### Your instructions
Extract every line in the records below that contains the word "leaf".

### Source records
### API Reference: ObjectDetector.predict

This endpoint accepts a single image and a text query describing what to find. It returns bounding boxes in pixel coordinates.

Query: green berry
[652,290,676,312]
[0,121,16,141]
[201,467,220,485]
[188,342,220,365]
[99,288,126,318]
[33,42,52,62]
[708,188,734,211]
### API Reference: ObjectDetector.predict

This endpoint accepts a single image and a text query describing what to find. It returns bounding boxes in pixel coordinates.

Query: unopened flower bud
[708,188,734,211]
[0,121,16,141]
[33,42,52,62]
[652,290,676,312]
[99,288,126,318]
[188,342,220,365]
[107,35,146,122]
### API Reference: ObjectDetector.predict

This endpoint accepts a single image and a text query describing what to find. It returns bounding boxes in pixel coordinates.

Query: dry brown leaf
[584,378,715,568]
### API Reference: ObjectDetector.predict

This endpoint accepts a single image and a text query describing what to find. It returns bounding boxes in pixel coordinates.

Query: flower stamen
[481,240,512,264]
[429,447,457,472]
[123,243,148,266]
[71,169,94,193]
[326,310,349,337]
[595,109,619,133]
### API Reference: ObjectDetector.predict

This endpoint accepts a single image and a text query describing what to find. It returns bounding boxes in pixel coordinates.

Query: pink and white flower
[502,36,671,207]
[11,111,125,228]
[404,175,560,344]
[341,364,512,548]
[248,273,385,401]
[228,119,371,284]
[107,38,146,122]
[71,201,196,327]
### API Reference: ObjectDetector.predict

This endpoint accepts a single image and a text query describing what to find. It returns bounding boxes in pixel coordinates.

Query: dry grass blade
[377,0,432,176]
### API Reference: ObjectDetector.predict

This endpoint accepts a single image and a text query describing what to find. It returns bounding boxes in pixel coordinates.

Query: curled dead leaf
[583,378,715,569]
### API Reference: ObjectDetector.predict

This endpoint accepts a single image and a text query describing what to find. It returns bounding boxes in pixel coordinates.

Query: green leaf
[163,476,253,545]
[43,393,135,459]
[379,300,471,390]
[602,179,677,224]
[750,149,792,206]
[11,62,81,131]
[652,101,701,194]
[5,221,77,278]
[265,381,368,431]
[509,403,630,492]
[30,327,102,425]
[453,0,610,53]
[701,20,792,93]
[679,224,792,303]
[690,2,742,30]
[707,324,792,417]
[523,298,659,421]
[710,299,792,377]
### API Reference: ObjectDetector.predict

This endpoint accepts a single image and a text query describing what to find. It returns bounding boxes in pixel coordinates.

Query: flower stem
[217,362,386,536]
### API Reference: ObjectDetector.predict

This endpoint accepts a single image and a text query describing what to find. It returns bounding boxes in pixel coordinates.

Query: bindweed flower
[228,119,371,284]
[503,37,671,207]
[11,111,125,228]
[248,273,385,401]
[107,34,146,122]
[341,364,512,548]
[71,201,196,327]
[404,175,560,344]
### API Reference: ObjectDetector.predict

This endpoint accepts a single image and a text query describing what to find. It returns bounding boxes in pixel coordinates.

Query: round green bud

### Solution for this exercise
Query: dry brown leaf
Query: curled dead leaf
Query: green leaf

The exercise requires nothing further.